:: 网页节选 ::
在spiders目录下新建run.py启动文件

vim run.py

# coding:utf-8

from scrapy import cmdline

cmdline.execute("scrapy crawl imdb".split())

二、有限深度爬取

新建项目

scrapy startproject douban

scrapy中,我们在settings.py设置深度使用DEPTH_LIMIT,例如:DEPTH_LIMIT = 5,该深度是相对于初始请求url的深度

修改settings.py

DEPTH_LIMIT = 4

#豆瓣有反爬虫机制,因此设置延时DOWNLOAD_DELAY

DOWNLOAD_DELAY = 2

USER_AGENT = 'Mozilla/5.0 (Macintosh; Intel Mac OS X 10_12_0) AppleWebKit/537.36 (KHTML, like Gecko) Chrome/55.0.2883.95 Safari/537.36'    #设置代理

items.py

from scrapy import Item, Field

# 音乐
class MusicItem(Item):
    music_name = Field()
    music_alias = Field()
    music_singer = Field()
    music_time = Field()
    music_rating = Field()
    music_votes = Field()
    music_tags = Field()
    music_url = Field()

class MusicReviewItem(Item):
    review_title = Field()
    review_content = Field()
    review_author = Field()
    review_music = Field()
    review_time = Field()
    review_url = Field()

爬虫文件music.py

# --*-- coding: utf-8 --*--

from scrapy.spiders import CrawlSpider, Rule
from scrapy.linkextractors import LinkExtractor
from douban.items import MusicItem, MusicReviewItem
from scrapy import log

class ReviewSpider(CrawlSpider):
    name = 'review'
    allowed_domains = ['music.douban.com']
    start_urls = ['https://music.douban.com/subject/1406522/']
    rules = (
        Rule(LinkExtractor(allow=r"/subject/\d+/reviews$")),
        Rule(LinkExtractor(allow=r"/subject/\d+/reviews\?sort=time$")),
        Rule(LinkExtractor(allow=r"/subject/\d+/reviews\?sort=time\&start=\d+$")),
        Rule(LinkExtractor(allow=r"/review/\d+/$"), callback="parse_review", follow=True),
    )

    def parse_review(self,response):
        try:
            item = MusicReviewItem()
            item['review_title'] = "".join(response.xpath('//*[@property="v:summary"]/text()').extract())
:::
:: 数据条目 ::
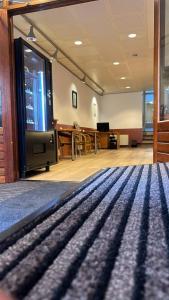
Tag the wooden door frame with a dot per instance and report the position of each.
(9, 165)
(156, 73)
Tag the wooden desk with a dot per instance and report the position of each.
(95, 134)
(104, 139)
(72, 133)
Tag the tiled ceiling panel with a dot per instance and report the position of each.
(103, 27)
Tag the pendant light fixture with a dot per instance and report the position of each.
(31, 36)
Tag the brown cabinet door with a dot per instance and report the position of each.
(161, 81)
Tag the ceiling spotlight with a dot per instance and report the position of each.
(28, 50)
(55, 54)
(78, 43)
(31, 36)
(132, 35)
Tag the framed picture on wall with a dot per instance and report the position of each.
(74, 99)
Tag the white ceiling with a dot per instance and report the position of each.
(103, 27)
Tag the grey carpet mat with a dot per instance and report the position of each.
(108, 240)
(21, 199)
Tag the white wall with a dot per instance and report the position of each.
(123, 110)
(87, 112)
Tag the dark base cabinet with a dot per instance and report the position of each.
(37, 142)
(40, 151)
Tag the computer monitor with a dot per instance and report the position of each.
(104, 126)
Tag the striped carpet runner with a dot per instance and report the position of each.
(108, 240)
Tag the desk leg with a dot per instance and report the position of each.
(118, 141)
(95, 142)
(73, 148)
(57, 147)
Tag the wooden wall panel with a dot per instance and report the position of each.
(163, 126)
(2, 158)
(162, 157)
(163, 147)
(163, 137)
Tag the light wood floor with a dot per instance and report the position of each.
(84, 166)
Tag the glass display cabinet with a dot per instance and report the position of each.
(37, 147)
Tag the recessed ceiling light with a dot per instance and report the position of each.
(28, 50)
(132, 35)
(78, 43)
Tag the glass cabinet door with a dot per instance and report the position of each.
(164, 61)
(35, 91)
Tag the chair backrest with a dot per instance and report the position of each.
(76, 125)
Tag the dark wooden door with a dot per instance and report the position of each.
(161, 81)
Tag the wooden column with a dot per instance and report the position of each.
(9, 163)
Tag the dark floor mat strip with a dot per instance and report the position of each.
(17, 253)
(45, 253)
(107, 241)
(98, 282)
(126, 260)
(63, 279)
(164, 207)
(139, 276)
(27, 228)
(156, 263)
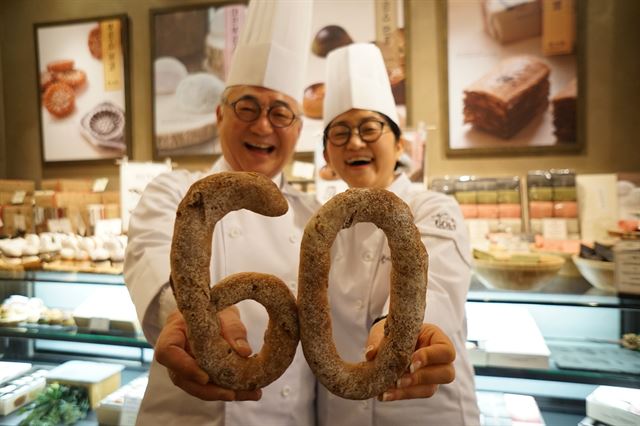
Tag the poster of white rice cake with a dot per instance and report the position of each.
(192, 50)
:::
:: 数据条目 ::
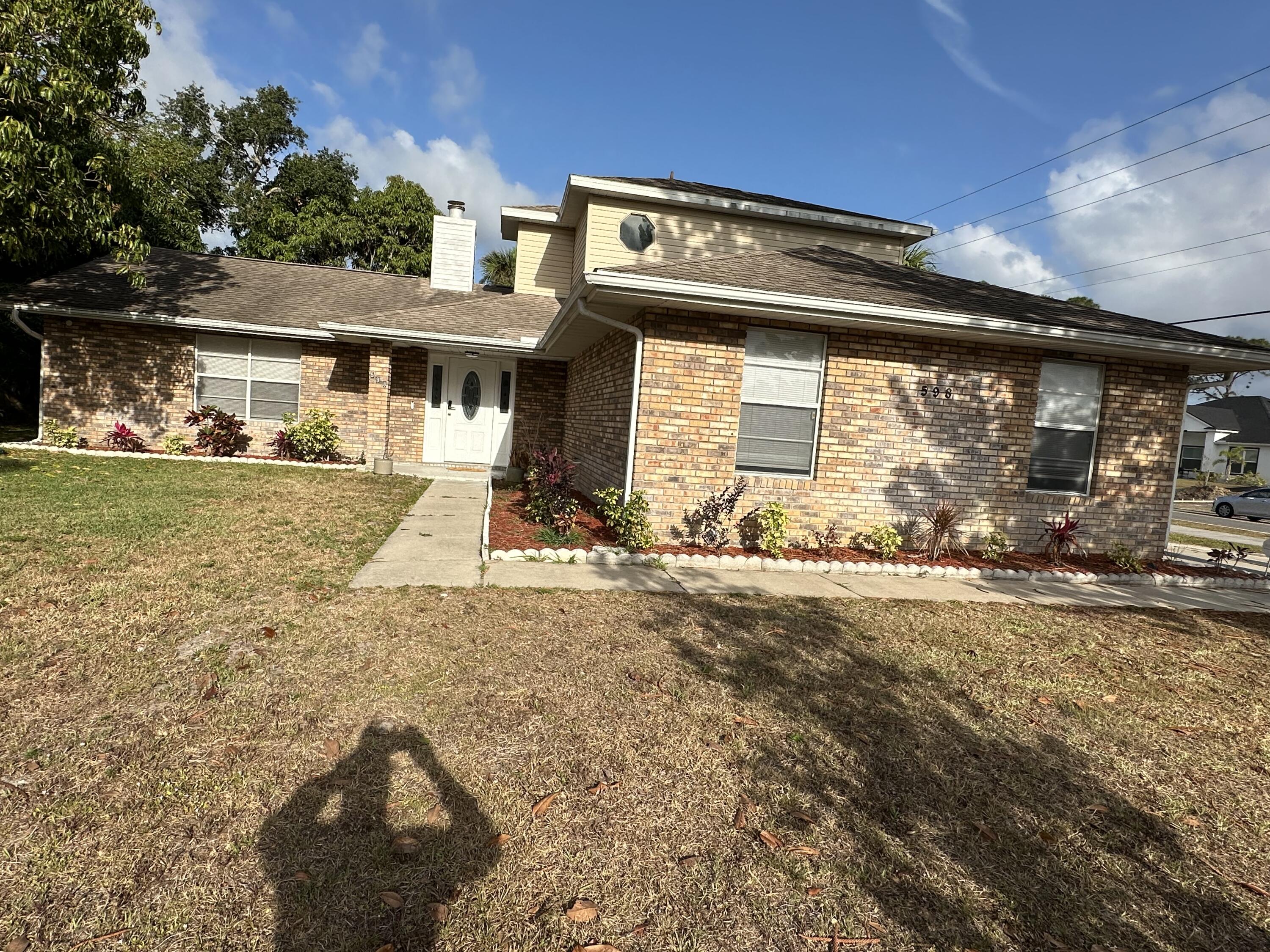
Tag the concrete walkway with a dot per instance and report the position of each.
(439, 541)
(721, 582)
:::
:: 数据条目 ::
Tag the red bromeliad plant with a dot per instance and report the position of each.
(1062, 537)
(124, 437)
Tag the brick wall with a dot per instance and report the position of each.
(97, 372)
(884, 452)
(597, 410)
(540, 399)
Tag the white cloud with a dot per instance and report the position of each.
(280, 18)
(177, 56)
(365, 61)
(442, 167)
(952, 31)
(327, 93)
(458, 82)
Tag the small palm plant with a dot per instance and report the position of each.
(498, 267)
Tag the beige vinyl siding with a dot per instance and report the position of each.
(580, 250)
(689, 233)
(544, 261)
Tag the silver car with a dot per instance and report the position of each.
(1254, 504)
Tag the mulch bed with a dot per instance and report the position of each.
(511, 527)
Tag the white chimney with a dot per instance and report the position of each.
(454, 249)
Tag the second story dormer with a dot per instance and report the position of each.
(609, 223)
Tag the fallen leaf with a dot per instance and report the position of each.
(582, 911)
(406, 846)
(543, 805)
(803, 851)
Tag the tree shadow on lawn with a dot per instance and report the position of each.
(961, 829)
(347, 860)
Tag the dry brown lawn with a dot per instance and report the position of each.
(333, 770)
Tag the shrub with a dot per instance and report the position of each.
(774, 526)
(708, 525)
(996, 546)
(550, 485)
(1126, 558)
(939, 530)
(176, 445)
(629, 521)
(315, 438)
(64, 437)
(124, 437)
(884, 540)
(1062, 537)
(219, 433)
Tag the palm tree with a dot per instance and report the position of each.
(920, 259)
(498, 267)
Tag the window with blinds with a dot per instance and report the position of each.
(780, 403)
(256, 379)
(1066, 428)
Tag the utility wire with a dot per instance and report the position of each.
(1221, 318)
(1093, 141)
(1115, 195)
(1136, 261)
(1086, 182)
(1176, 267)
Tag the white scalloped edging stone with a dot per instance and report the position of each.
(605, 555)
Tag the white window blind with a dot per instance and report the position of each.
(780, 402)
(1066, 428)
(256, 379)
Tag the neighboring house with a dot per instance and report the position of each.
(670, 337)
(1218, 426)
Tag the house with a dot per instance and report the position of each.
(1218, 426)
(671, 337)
:::
▶ [练习任务]:
1. 网页节选里的 MusicReviewItem 类定义了哪些字段?请全部列出。
2. 根据网页节选,修改 settings.py 时为什么要设置 DOWNLOAD_DELAY?
3. 请把网页节选中从“USER_AGENT = 'Mozilla/5.0”一直到“music_name = Field()”的全部内容逐字重新输入一遍,可以吗?

▶ [参考答案]:
1. review_title、review_content、review_author、review_music、review_time、review_url

2. 因为豆瓣有反爬虫机制,所以要设置延时 DOWNLOAD_DELAY。节选中把它设为 2。

3.
USER_AGENT = 'Mozilla/5.0 (Macintosh; Intel Mac OS X 10_12_0) AppleWebKit/537.36 (KHTML, like Gecko) Chrome/55.0.2883.95 Safari/537.36'    #设置代理

items.py

from scrapy import Item, Field

# 音乐
class MusicItem(Item):
    music_name = Field()